*PASSAGE PROVIDED:*
Juro Novelty Company was a New York City-based toy company headed by Sam Jupiter, and later by his daughter Vivian Kaplan. Juro manufactured composition ventriloquist dolls from 1949, to approximately 1957, by which time they used plastic for the head and hands instead. They produced toy versions of the following characters: Jerry Mahoney, Knucklehead Smiff, Charlie McCarthy, Mortimer Snerd, Danny O'Day, Farfel, Ricky Little (not to be confused with the I Love Lucy character), Lester, and Velvel. They also made Dick Clark, Dagmar, and Pinky Lee dolls in the 1950s, along with hand puppets of Bil Baird's characters.

*LISTED RECORDS:*
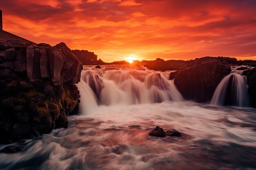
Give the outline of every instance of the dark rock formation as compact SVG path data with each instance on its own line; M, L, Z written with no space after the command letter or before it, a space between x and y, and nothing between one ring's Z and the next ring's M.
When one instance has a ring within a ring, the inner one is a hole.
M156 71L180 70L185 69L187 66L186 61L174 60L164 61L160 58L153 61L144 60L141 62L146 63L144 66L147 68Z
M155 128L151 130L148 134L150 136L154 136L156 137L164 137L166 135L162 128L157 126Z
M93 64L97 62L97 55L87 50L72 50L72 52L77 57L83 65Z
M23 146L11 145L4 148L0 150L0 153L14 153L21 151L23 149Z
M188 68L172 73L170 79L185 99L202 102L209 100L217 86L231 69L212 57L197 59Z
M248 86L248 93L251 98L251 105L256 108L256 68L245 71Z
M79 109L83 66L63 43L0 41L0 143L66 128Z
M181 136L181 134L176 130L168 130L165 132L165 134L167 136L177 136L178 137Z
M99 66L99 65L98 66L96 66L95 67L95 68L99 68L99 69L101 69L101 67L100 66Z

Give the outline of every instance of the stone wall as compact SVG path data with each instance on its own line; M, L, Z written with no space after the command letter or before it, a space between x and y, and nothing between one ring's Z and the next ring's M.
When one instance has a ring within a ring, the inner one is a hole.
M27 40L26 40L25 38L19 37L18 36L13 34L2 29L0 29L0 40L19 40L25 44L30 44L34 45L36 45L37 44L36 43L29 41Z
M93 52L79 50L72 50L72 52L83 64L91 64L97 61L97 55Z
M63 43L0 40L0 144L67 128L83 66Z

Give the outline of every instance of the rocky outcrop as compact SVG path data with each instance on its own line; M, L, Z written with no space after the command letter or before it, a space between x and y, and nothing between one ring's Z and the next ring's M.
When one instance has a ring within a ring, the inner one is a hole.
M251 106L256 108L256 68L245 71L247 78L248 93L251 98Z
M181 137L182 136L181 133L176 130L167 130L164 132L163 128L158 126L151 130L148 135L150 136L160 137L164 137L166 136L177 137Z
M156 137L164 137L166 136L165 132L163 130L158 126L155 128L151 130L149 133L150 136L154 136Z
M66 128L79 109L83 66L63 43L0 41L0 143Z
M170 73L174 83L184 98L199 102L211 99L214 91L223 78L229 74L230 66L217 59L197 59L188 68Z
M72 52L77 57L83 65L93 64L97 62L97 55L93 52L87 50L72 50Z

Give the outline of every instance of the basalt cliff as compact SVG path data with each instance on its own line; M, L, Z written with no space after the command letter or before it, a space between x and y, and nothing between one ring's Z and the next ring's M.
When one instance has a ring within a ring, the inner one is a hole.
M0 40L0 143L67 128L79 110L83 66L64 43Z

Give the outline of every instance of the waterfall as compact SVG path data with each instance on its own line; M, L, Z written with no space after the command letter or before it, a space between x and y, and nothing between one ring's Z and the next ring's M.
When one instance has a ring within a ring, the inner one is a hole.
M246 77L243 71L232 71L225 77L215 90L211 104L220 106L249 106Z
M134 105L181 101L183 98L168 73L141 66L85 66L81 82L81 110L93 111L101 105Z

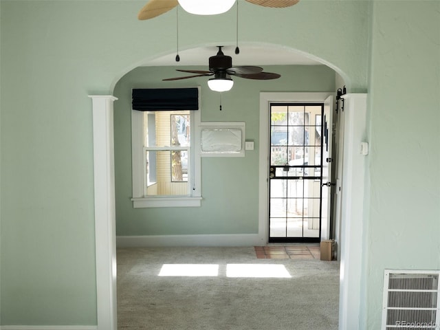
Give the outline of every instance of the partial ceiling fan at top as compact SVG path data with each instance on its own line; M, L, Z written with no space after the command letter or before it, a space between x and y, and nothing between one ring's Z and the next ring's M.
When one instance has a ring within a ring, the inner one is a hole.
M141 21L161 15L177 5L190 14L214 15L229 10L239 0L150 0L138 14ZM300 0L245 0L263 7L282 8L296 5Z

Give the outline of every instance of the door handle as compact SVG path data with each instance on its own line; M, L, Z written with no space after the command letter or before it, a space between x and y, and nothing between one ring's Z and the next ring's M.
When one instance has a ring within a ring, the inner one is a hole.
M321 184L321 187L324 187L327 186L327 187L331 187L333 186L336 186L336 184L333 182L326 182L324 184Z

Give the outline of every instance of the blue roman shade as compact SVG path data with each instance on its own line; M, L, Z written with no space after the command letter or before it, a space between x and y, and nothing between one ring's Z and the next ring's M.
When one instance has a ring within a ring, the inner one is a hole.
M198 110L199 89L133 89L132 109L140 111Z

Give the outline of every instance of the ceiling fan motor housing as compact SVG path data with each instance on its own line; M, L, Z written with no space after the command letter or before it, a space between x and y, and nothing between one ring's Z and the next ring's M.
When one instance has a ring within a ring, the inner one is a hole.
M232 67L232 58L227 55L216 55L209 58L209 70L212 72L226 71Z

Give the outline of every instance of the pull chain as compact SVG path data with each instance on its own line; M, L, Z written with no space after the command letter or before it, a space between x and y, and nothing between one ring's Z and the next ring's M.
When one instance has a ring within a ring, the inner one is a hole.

*WORK REQUEST A:* In the passage about Juro Novelty Company, what material had replaced composition for the dolls' heads and hands by about 1957?
*WORK REQUEST B:* List every figure that the passage about Juro Novelty Company says the company made dolls of in the 1950s, separate from its ventriloquist character line.

*ANSWER SPACE A:* Plastic

*ANSWER SPACE B:* Dick Clark, Dagmar, Pinky Lee